* [SHORT EXERCISE 1] Find every line in the listing below that contains the string "headscarf" and copy each one. Case counts.

* [SELECTED PASSAGE]

════════════════

Eddie Odhiambo-Anaclet (born 31 August 1985) is a Tanzanian former professional footballer who played as a defender. He was most recently manager of  side North Leigh.

Odhiambo began his career as a schoolboy with Oxford United, before moving to Southampton in 2003. A year later, he signed on professional terms with the club, and was loaned out on separate occasions to Chester City and Tamworth during the 2004–05 season. He did not break into the first-team at Southampton, and signed for Oxford United on a free transfer in July 2006. After two seasons of regular first-team football at Oxford, he joined Stevenage Borough on a free transfer ahead of the 2008–09 campaign. In his first season with the Hertfordshire side, he helped the club win the FA Trophy in May 2009. The following season, Odhiambo was part of the side that secured promotion to the Football League for the first time in the club's history.

He was released at the end of the season, and subsequently joined Newport County, spending the 2009–10 season with the club, before moving to another Conference Premier team in the form of Gateshead. He spent one year at Gateshead, but was released in April 2012. A month later, Odhiambo signed for Brackley Town of the Conference North. He spent four years at Brackley before signing for Oxford City for the 2016–17 season. Odhiambo spent time at Kidlington in 2016 before joining Banbury United for the remainder of the season. He re-joined Kidlington as a player-coach for the 2017–18 campaign before then signing with Banbury for a second time, once again in a player-coach role.

Career

Early career
Odhiambo started his career as a schoolboy with Oxford United, before later becoming a trainee with Southampton. He played in the same youth team as Theo Walcott and Dexter Blackstock, but did not break into the first-team. He joined League Two club Chester City on loan in December 2004, playing in one game, a 3–1 win away to Halifax Town in the FA Cup. He returned to his parent club in early 2005, and continued to play for the club's reserve team for the remainder of the 2004–05 season.

════════════════

* [SHORT EXERCISE 2]
Answer these questions from the biography above:
(a) Which club did Odhiambo sign for a month after his release from Gateshead?
(b) What trophy did he help Stevenage Borough win in May 2009?
(c) Which League Two club did he join on loan in December 2004?

════════════════

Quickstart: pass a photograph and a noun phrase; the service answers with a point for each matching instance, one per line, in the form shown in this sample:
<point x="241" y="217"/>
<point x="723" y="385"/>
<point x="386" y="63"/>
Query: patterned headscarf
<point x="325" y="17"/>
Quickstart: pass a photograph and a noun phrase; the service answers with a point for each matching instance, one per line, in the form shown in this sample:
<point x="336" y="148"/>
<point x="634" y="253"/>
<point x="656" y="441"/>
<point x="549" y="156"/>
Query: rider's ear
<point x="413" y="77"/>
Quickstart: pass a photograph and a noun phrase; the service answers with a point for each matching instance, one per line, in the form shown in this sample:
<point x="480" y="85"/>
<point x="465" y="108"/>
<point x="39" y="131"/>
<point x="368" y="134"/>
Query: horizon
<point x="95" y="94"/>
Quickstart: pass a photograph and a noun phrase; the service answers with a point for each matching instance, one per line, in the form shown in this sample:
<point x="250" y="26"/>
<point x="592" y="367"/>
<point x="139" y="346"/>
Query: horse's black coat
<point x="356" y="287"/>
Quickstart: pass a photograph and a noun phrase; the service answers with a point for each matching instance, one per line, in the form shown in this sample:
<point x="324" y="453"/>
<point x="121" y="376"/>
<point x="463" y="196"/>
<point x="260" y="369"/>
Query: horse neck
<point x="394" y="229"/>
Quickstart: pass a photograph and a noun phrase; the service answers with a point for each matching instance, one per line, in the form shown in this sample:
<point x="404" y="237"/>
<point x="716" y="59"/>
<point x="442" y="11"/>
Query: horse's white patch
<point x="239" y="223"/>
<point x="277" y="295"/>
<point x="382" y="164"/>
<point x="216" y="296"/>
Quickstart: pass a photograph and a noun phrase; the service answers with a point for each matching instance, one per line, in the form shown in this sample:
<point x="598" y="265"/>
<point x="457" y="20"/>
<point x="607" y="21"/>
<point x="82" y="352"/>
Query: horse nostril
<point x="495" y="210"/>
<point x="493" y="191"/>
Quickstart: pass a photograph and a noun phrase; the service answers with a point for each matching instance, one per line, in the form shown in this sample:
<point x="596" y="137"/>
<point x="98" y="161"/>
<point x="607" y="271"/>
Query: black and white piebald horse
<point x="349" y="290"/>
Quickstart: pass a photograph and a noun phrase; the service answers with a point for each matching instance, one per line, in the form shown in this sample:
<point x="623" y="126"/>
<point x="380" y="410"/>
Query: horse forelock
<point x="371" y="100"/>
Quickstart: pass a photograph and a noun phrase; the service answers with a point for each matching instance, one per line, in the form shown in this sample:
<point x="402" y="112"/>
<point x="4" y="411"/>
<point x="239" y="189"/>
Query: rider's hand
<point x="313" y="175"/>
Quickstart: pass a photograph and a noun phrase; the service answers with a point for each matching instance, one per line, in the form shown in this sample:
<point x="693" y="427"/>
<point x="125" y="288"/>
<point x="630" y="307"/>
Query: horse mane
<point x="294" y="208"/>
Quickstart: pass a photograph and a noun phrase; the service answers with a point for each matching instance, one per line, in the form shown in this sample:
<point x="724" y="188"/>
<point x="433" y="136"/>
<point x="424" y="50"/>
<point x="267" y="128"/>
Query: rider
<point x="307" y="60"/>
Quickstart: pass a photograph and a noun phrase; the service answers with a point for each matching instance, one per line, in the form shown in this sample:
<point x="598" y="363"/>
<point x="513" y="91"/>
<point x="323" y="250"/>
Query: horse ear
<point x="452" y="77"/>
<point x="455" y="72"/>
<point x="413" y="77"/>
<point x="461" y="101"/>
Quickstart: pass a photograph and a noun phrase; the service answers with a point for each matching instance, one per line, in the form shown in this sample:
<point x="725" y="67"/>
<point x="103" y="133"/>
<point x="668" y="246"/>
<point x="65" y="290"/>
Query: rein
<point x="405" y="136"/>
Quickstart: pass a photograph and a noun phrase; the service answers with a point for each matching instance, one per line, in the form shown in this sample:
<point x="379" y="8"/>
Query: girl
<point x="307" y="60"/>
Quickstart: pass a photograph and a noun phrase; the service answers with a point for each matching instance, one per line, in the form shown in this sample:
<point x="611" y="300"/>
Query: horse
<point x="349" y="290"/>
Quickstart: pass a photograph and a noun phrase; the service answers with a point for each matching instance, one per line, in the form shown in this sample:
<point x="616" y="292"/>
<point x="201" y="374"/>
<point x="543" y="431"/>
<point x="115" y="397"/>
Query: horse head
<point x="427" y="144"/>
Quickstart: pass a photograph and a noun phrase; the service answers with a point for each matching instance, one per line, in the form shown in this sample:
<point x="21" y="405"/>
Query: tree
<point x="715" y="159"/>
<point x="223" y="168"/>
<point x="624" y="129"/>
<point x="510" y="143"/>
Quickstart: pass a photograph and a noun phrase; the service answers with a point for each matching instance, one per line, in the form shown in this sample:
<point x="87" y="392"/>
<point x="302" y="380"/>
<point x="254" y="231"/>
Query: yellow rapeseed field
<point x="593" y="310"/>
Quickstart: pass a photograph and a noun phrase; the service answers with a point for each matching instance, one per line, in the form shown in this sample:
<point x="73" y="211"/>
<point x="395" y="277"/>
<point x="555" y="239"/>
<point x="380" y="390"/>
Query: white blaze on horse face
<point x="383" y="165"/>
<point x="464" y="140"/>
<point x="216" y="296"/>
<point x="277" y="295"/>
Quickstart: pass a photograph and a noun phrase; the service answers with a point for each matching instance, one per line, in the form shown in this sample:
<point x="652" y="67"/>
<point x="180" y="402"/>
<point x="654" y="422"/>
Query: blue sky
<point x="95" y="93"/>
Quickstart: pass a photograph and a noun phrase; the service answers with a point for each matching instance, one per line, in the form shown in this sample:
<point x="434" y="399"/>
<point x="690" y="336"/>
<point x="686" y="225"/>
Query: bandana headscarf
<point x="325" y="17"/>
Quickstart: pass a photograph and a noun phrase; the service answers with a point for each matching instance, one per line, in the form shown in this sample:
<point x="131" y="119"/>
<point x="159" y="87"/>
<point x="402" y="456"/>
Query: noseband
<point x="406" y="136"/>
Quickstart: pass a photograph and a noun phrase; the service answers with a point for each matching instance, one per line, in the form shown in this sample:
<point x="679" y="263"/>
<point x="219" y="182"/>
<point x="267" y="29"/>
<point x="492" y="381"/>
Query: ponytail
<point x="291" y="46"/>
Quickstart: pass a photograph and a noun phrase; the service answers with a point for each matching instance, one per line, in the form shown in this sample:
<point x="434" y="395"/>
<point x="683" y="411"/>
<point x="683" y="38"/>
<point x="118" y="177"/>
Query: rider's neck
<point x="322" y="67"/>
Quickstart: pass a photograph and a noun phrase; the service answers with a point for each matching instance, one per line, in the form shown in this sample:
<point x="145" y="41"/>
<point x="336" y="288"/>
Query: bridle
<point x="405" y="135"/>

════════════════

* [OUTPUT 1]
Query: patterned headscarf
Query: bandana headscarf

* [OUTPUT 2]
(a) Brackley Town
(b) The FA Trophy
(c) Chester City